Write the next part of the Stegos chain-pruning text, picking up after its final sentence under the "Participation" heading.

----- Supplied text -----

So why isn’t the Bitcoin chain pruned? Bitcoin has full transaction visibility. This means that all transaction amounts and addresses are visible at all times. Privacy, such as it is, comes from the pseudonymous nature of the address system. We won’t get into the details of why that’s a good or bad idea (short answer: bad idea), but privacy coins like Stegos deliberately obscure this information to ensure that malicious actors can’t deanonymize the chain. So at Stegos we can happily discard transaction information about spent UTXOs, because it serves literally no purpose in our privacy chain.

Why don’t other privacy coins do this? Unfortunately, a lot of privacy projects have adopted extremely clever but ultimately unscalable cryptographic approaches which have made their chains unprunable. For example, coins based on zk-SNARKS rely on an ever-growing number called an accumulator which is derived from every coin which has even been minted. Unfortunately, this can never be pruned because by design no-one knows for sure which coins have and haven’t been spent.

Stegos takes a different approach. We use a version of the pruning method from Satoshi’s original paper to aggressively prune the Stegos chain after every block. This will keep the chain small enough to make smartphone nodes viable, at least from a storage perspective.

Participation

Earlier I explained why the choice between Proof-of-Work and Proof-of-Stake is a no-brainer for mobile blockchain.

----- Data excerpt -----

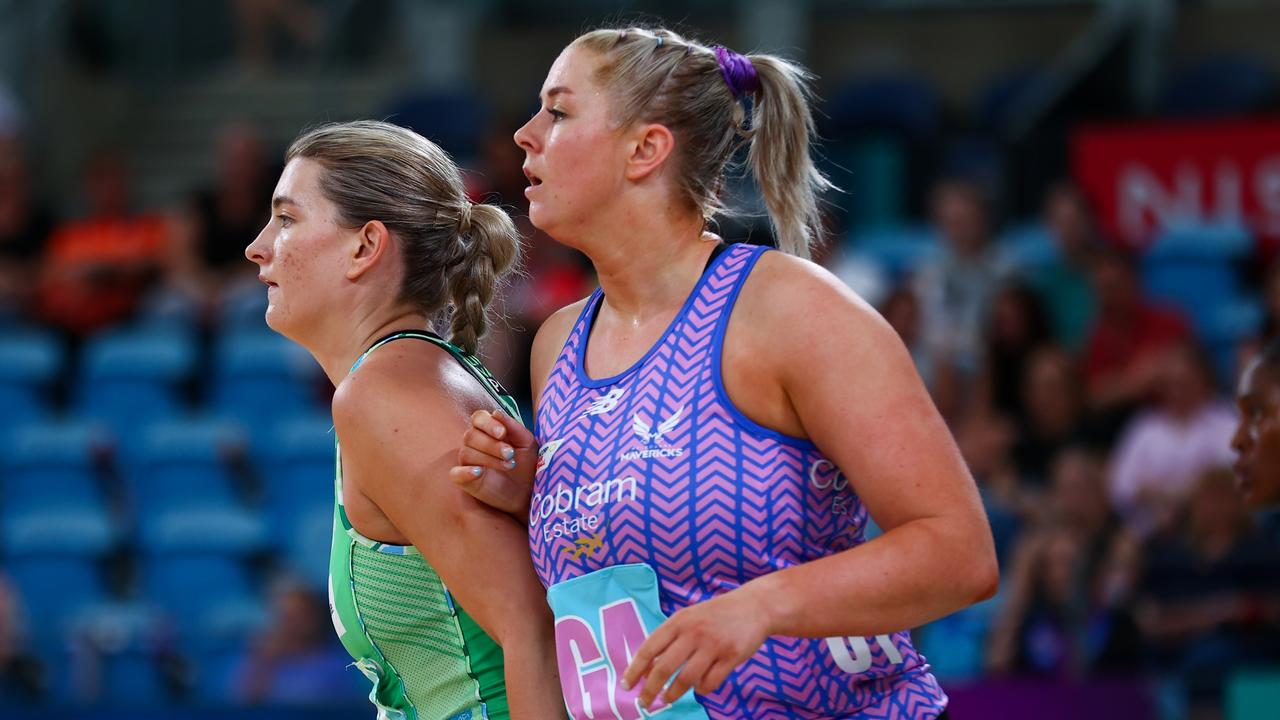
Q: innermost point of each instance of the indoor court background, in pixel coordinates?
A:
(167, 463)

-----

**Exercise result**
What’s less simple is how to make a version of Proof-of-Stake which isn’t disrupted by the connectivity problems associated with smartphones. Mobile nodes can’t be relied upon to always be online, which can be a problem for certain versions of Proof-of-Stake. One common solution is to limit the role played by mobile nodes, but this runs contrary to our primary goal of making smartphone nodes a viable way to participate and earn rewards.

Stegos adopts a consensus mechanism which is extremely robust in the face of connectivity issues. Nodes are elected to become group leader based on the size of their current stake. Other nodes are chosen to fulfil various roles, including managing incoming transactions, verifying the block proposed by the leader, or running the distributed randomness algorithm which powers many of Stegos’ processes. Most nodes simply go into standby mode until the next group of active validators are chosen.

These roles are all simple to perform and robust, meaning the processes can complete even if some nodes drop out. Even if the leader goes offline, the network will quickly notice and call another leadership election. Stegos will also adopt sharding, so there will be multiple leaders elected across the entire network.

The Grail in Reach

There are still going to be wrinkles to work out before we can reach the dream of a blockchain node running out of everyone’s pocket. The innovations explained above make mobile nodes viable, but they still strongly favour users who are connected over wireless Internet or are able to leave their phones plugged in and charged while they run their Stegos node. But the fundamentals are there, and by building the Stegos network from the ground up with mobile nodes in mind, Stegos is much better poised for mass adoption and to resist centralization than comparable projects.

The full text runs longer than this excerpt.